## Source document

## Start

Among Mr. Blandy's grand acquaintances was General Lord Mark Kerr,
uncle of Lady Jane Douglas, the famous heroine of the great Douglas
Cause. His lordship had taken at Henley a place named "The Paradise,"
probably through the agency of the obsequious attorney, whose family
appear to have had the _entrée_ to that patrician abode. Dining with her
parents at Lord Mark's house in the summer of 1746, Mary Blandy
encountered her fate. That fate from the first bore but a sinister aspect.
Among the guests was one Captain the Hon. William Henry Cranstoun,
a soldier and a Scot, whose appearance, according to a diurnal writer,
was unprepossessing. "In his person he is remarkably ordinary, his
stature is low, his face freckled and pitted with the smallpox, his eyes
small and weak, his eyebrows sandy, and his shape no ways genteel;
his legs are clumsy, and he has nothing in the least elegant in his
manner." The moral attributes of this ugly little fellow were only less
attractive than his physical imperfections. "He has a turn for gallantry,
but Nature has denied him the proper gifts; he is fond of play, but his
cunning always renders him suspected." He was at this time thirty-two
years of age, and, as the phrase goes, a man of pleasure, but his militant
prowess had hitherto been more conspicuous in the courts of Venus
than in the field of Mars. The man was typical of his day and
generation: should you desire his closer acquaintance you will find a
lively sketch of him in Joseph Andrews, under the name of Beau
Didapper.

## End

## Material for this exercise
## Start

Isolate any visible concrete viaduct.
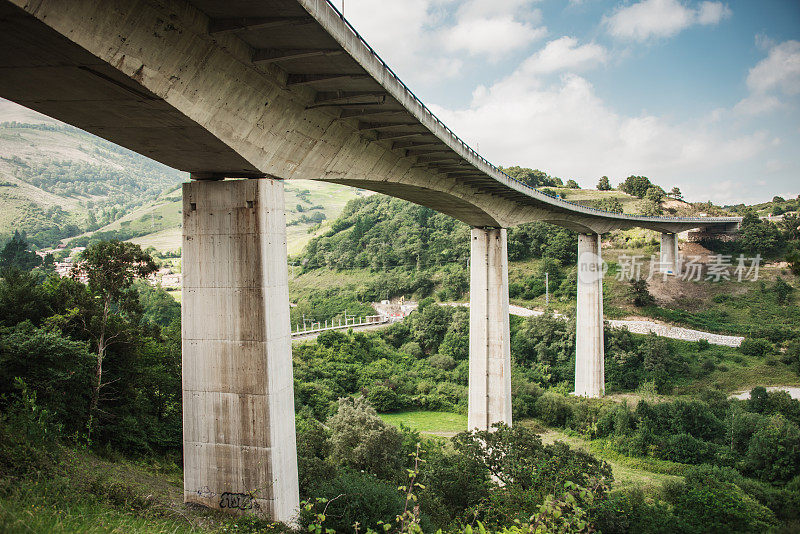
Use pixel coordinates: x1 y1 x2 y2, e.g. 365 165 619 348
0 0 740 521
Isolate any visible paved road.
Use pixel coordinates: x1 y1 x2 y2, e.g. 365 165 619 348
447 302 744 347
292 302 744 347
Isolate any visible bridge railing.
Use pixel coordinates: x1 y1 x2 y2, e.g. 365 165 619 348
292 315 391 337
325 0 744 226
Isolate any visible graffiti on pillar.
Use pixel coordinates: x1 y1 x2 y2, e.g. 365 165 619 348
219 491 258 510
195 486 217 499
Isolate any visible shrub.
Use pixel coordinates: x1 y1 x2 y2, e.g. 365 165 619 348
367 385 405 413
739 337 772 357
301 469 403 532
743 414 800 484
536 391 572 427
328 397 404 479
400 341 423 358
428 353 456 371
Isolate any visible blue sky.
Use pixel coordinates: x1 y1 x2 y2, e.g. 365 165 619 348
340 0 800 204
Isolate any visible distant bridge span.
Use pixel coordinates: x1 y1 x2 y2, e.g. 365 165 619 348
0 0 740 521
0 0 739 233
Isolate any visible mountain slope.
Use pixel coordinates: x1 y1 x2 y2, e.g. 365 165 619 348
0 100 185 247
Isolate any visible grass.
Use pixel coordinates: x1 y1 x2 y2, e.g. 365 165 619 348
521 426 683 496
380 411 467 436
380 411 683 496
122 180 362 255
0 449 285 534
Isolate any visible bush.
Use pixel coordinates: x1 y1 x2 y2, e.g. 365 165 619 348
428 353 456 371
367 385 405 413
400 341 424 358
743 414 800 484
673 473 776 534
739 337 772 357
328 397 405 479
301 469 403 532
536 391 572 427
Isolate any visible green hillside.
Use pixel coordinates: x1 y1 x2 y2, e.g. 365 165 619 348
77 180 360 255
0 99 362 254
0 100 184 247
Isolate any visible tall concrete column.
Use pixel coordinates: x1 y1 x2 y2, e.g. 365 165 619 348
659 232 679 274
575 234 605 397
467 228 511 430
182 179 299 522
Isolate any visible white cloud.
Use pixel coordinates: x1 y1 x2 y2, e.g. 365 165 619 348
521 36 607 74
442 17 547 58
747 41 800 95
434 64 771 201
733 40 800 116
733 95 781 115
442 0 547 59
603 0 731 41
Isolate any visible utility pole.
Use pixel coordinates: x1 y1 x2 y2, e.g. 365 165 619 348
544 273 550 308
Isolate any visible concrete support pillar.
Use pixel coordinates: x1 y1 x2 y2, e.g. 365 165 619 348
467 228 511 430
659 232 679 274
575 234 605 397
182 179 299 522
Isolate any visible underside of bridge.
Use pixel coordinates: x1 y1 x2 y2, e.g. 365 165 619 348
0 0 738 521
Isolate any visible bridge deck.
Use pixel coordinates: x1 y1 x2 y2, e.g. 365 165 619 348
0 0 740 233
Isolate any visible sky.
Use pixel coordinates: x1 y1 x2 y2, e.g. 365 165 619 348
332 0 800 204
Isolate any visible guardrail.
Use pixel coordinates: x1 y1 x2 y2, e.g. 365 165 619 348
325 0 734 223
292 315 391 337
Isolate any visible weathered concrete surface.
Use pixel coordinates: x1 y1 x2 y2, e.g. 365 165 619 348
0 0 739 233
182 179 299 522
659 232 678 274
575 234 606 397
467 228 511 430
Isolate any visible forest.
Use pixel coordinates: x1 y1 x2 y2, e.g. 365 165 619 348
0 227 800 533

## End
## Start

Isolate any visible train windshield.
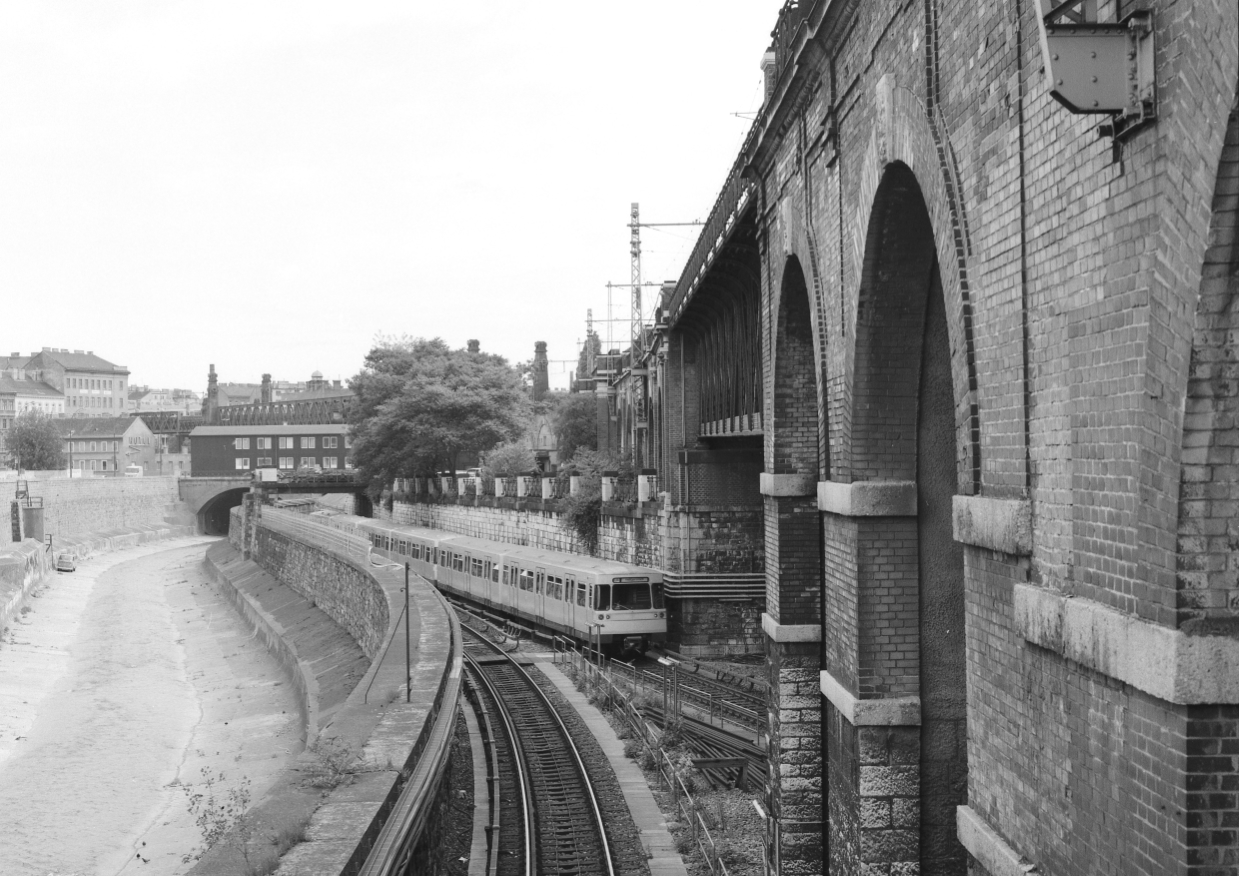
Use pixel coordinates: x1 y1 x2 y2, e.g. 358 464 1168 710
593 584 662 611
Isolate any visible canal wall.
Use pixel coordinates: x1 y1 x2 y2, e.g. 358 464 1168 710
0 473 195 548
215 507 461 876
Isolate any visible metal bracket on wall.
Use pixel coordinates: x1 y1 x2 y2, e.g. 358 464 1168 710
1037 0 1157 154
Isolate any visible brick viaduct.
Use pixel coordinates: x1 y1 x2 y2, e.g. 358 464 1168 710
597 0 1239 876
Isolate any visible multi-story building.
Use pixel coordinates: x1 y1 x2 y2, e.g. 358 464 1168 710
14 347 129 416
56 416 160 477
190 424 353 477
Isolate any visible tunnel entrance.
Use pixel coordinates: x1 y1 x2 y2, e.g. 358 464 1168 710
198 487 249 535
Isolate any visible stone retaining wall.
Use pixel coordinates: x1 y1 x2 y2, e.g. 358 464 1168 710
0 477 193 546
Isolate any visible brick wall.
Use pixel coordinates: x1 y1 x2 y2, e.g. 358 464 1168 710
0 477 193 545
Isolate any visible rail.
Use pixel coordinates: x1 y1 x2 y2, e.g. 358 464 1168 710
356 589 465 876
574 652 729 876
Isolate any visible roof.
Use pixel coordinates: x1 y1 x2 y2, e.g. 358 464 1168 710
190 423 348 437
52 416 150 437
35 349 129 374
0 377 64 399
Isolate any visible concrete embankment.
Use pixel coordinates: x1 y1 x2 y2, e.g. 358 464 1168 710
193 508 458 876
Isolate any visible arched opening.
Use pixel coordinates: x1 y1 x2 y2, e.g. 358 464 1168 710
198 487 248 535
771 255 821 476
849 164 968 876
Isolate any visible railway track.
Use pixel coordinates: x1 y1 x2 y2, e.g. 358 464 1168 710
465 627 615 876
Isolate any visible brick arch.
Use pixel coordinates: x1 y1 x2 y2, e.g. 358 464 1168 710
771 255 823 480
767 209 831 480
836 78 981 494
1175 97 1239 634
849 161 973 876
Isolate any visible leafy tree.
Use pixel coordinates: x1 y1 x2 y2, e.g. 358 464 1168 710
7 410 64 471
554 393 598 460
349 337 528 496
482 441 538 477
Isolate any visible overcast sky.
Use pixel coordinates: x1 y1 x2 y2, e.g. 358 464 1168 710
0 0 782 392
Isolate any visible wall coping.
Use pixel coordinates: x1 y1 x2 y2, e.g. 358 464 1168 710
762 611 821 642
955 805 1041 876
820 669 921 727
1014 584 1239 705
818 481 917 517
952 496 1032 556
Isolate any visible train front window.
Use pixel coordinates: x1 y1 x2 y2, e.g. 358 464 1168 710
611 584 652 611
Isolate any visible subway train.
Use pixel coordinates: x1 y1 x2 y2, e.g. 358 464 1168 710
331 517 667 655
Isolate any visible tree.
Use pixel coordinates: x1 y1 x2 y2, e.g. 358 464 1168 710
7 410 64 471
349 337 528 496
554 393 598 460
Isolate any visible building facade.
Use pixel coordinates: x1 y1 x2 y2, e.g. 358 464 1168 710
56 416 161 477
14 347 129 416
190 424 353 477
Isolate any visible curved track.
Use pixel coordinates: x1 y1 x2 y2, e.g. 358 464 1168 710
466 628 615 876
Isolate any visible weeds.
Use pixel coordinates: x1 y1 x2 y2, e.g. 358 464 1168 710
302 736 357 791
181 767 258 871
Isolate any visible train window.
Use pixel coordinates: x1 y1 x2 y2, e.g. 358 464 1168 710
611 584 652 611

## End
## Start

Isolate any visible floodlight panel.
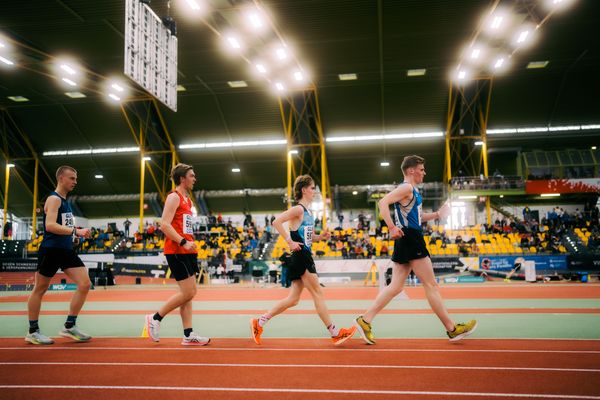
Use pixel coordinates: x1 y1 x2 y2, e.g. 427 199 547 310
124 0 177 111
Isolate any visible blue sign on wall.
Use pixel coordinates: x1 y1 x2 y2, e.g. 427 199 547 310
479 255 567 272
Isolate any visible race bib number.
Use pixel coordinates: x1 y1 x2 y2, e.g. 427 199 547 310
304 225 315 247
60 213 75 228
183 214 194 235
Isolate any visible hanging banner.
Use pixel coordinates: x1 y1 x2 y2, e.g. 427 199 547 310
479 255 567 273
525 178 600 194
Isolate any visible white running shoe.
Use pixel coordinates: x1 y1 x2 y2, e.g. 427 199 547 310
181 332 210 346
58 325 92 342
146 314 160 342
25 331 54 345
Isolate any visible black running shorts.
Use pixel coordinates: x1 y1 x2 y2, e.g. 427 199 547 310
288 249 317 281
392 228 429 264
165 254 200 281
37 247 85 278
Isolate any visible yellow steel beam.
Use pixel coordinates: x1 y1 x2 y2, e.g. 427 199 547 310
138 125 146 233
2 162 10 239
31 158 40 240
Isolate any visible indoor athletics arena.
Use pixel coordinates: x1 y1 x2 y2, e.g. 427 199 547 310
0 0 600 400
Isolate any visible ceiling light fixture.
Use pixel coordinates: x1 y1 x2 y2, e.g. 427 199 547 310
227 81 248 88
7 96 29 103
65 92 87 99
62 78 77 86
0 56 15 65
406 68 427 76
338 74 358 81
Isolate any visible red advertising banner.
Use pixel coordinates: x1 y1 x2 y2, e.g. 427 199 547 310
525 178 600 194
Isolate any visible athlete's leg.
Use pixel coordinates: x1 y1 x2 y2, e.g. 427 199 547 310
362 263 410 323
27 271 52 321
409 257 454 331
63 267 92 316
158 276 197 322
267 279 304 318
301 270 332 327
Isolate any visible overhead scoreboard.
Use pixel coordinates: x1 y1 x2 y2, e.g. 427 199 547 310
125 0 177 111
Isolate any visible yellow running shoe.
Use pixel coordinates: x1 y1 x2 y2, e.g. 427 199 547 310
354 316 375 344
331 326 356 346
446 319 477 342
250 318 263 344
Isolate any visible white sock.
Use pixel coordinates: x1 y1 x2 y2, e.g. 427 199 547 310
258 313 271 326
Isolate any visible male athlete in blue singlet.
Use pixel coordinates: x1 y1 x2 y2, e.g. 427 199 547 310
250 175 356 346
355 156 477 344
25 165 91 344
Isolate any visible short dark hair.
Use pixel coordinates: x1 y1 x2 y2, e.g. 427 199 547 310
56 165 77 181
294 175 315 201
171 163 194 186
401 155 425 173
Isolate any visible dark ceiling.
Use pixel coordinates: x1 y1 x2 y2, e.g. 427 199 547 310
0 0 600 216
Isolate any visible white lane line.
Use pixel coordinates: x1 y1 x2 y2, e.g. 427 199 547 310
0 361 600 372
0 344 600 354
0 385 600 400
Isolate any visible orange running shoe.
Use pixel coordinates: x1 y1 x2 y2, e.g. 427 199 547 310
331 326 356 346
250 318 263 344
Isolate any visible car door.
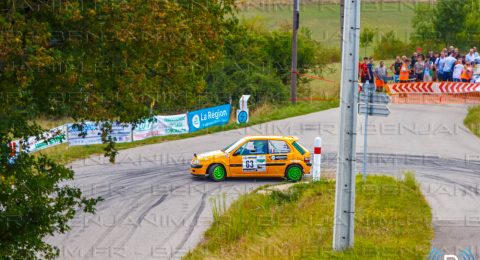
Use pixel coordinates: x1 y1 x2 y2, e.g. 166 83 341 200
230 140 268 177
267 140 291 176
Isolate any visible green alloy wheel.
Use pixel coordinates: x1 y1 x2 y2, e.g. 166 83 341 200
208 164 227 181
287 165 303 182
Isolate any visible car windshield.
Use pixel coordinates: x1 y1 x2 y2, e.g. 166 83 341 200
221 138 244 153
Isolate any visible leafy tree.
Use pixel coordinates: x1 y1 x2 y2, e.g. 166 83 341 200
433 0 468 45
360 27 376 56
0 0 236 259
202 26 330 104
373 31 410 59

## End

## Challenge 1
Rewrite the Mary Blandy text from "Among Mr. Blandy's" down to "a sinister aspect.", putting "lawyer" wherever "attorney" appears.
## Challenge 2
Present the records as a JSON list of strings, one string per line and no blank lines, covering everything from the line that contains "Isolate any visible yellow running shoe." down to the line that contains "373 31 410 59", with both of those lines included. Leave the pictures out.

## Task response 1
Among Mr. Blandy's grand acquaintances was General Lord Mark Kerr,
uncle of Lady Jane Douglas, the famous heroine of the great Douglas
Cause. His lordship had taken at Henley a place named "The Paradise,"
probably through the agency of the obsequious lawyer, whose family
appear to have had the _entrée_ to that patrician abode. Dining with her
parents at Lord Mark's house in the summer of 1746, Mary Blandy
encountered her fate. That fate from the first bore but a sinister aspect.

## Task response 2
[
  "Isolate any visible yellow running shoe.",
  "Use pixel coordinates: x1 y1 x2 y2, e.g. 427 199 547 310",
  "354 316 375 344",
  "331 326 356 346",
  "446 319 477 342",
  "250 318 263 344",
  "Isolate any visible white sock.",
  "Use pixel coordinates: x1 y1 x2 y2, e.g. 427 199 547 310",
  "258 313 271 326",
  "Isolate any visible male athlete in blue singlet.",
  "Use pixel coordinates: x1 y1 x2 y2, e.g. 427 199 547 310",
  "250 175 356 346",
  "355 156 477 344",
  "25 165 91 344",
  "Isolate any visible short dark hair.",
  "Use pixel coordinates: x1 y1 x2 y2, e.g. 427 199 547 310",
  "56 165 77 181",
  "294 175 315 201",
  "171 163 194 186",
  "401 155 425 173",
  "Isolate any visible dark ceiling.",
  "Use pixel coordinates: x1 y1 x2 y2, e.g. 427 199 547 310",
  "0 0 600 216",
  "Isolate any visible white lane line.",
  "Use pixel coordinates: x1 y1 x2 y2, e.g. 427 199 547 310",
  "0 361 600 372",
  "0 344 600 354",
  "0 385 600 400",
  "Isolate any visible orange running shoe.",
  "Use pixel coordinates: x1 y1 x2 y2, e.g. 427 199 547 310",
  "331 326 356 346",
  "250 318 263 344",
  "Isolate any visible car door.",
  "Use pixel coordinates: x1 y1 x2 y2, e.g. 166 83 341 200",
  "230 140 268 177",
  "267 140 291 176",
  "Isolate any visible green alloy wheel.",
  "Use pixel coordinates: x1 y1 x2 y2, e.g. 166 83 341 200",
  "208 164 227 181",
  "287 165 303 182",
  "Isolate any visible car windshield.",
  "Use pixel coordinates: x1 y1 x2 y2, e.g. 166 83 341 200",
  "221 138 244 153",
  "Isolate any visible leafy tree.",
  "Use pixel coordinates: x1 y1 x2 y2, e.g. 166 83 341 200",
  "433 0 468 45",
  "360 27 376 56",
  "0 0 236 259",
  "202 26 330 104",
  "373 31 410 59"
]